***** Dataset extract *****

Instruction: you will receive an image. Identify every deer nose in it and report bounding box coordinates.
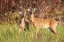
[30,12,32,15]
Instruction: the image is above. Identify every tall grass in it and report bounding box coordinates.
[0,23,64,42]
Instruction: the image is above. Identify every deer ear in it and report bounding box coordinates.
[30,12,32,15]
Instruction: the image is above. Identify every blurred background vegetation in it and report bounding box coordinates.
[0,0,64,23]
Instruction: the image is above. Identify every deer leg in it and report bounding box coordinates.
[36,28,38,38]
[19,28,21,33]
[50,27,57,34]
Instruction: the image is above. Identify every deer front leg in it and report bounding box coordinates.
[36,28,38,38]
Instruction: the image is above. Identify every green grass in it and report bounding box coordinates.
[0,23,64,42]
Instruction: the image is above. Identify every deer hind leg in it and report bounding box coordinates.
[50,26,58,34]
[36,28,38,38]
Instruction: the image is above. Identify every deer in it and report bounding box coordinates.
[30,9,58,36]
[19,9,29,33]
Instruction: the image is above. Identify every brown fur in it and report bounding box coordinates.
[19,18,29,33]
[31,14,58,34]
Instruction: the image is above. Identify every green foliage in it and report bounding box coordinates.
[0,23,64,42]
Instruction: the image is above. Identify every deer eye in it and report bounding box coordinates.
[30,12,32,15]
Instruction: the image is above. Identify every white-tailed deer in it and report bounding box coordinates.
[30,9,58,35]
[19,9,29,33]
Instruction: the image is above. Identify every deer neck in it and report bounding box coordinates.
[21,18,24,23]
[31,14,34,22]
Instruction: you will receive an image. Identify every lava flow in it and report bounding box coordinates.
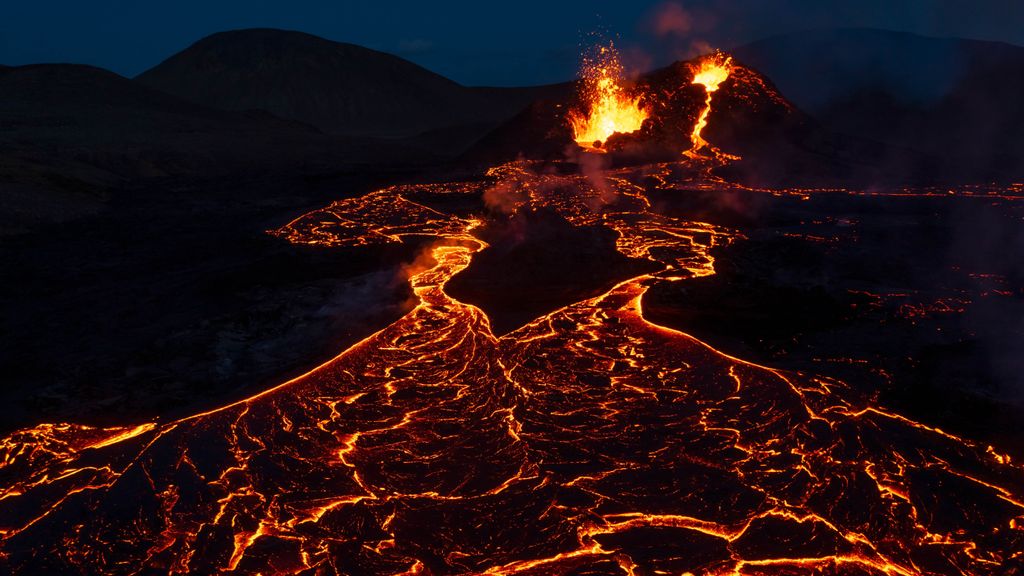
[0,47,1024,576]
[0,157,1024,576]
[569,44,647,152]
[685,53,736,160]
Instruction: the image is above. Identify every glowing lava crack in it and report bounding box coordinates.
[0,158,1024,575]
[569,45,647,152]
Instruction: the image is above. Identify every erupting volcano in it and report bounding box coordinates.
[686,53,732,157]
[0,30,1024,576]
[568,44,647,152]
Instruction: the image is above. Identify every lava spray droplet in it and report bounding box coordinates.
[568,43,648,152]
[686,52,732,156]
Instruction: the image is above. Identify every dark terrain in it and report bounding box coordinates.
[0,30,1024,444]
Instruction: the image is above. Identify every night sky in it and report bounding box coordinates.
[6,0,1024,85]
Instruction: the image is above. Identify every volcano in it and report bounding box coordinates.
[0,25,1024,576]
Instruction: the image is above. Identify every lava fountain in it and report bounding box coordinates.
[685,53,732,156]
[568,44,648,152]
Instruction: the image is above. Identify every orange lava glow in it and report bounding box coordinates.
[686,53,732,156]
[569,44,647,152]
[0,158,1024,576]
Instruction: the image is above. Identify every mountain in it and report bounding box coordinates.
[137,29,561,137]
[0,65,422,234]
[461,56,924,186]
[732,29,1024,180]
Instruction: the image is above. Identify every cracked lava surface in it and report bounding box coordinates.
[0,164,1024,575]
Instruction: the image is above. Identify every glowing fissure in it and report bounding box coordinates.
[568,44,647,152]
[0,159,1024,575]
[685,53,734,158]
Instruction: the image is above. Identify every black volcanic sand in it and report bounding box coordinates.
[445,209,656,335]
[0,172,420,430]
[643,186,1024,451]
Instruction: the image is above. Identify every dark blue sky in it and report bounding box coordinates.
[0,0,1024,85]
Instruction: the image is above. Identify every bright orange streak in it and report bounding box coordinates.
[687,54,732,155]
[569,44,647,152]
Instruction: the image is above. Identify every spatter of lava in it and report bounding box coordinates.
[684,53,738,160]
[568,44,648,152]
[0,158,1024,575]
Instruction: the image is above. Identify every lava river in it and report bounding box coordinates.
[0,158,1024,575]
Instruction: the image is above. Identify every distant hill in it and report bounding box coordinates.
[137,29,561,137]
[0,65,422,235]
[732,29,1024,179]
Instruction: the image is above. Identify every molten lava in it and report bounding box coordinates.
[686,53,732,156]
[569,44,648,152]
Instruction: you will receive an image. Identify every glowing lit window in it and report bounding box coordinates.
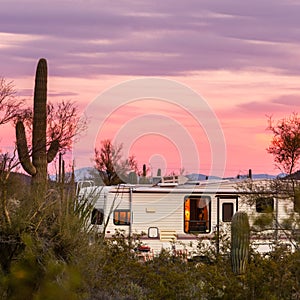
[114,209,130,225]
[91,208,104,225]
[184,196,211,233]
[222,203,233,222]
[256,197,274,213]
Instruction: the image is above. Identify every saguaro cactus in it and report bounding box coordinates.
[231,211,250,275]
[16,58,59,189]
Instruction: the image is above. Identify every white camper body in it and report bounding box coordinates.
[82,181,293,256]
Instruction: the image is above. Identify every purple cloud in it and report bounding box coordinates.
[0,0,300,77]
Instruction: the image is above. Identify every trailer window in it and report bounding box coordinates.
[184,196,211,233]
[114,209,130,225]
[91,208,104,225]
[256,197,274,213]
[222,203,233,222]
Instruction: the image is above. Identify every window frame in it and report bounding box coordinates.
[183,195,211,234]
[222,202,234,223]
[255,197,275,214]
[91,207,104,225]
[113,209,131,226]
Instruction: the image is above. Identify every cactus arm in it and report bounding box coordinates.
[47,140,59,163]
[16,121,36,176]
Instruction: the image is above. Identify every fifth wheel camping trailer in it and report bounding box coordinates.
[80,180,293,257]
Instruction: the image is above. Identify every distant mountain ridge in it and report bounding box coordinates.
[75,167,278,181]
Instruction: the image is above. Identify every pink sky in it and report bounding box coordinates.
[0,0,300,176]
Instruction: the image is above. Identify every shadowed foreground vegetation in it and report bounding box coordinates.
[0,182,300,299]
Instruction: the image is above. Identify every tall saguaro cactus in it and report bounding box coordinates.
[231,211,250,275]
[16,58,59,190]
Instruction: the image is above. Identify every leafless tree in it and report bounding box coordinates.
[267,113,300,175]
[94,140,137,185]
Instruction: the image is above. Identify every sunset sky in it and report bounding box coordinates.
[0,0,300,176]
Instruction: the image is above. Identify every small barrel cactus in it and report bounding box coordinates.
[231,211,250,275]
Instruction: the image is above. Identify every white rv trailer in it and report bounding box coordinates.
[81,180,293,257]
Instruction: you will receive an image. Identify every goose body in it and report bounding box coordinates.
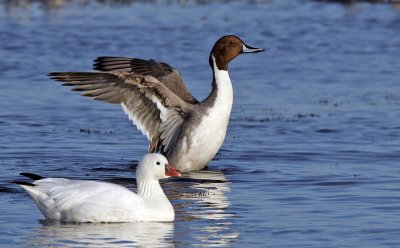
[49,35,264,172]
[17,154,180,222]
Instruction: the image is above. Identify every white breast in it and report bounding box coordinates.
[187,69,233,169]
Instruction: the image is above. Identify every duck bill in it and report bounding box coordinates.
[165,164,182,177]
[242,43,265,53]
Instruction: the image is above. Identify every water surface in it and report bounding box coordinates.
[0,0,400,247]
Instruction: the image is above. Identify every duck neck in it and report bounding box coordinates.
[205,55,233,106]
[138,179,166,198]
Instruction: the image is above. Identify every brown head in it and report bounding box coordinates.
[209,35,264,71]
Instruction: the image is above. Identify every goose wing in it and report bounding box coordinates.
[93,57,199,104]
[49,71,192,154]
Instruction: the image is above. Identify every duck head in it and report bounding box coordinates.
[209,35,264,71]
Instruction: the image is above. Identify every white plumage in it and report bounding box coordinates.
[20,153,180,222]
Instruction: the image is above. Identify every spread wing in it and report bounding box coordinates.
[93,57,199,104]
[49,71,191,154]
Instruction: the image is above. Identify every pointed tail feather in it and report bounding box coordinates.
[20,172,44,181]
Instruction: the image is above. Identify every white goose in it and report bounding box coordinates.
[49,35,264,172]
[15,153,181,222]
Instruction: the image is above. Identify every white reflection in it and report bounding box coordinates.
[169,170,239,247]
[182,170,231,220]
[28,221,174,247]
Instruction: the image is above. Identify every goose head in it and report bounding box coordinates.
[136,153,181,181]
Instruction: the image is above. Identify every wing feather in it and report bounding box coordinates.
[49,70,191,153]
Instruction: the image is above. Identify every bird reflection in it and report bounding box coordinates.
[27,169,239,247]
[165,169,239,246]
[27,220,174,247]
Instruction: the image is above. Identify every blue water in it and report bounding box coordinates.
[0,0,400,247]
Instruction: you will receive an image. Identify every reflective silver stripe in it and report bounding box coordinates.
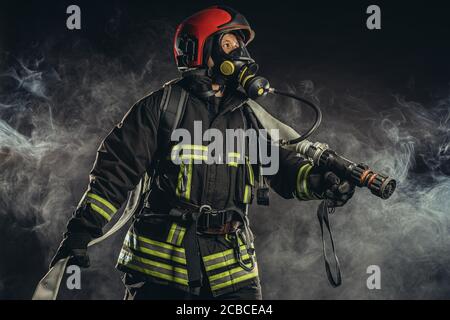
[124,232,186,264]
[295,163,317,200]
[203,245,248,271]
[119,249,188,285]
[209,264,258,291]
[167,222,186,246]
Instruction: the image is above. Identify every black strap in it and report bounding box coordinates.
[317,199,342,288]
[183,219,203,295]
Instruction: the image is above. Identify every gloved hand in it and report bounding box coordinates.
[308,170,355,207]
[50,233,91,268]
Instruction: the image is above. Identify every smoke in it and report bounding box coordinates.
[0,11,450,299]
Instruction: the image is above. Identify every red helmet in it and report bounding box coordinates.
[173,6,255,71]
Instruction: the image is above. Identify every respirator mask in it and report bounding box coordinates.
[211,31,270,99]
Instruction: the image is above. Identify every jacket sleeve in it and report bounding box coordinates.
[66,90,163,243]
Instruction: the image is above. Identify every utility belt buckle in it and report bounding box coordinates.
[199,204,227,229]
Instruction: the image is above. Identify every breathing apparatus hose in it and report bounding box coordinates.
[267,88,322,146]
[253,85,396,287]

*****

▶ _Aim_:
Rewrite the stretch of lines from the one containing "Instruction: the image is above. Identify every spread" through the one containing "[28,221,174,247]", switching each "white" to "pale" and keeping everything else unchanged.

▶ _Exercise response_:
Instruction: the image is above. Identify every spread wing in it and report bounding box coordinates.
[93,57,199,104]
[49,71,191,154]
Instruction: the image is above. Identify every pointed tail feather in it and report bounding box coordinates.
[20,172,44,181]
Instruction: the image is above. Identify every pale goose in it and report bounding box coordinates.
[49,35,264,172]
[15,153,181,222]
Instruction: the image is above. Identify every pale reflection in it and report bounding box coordinates.
[169,170,239,247]
[182,170,231,220]
[28,221,174,247]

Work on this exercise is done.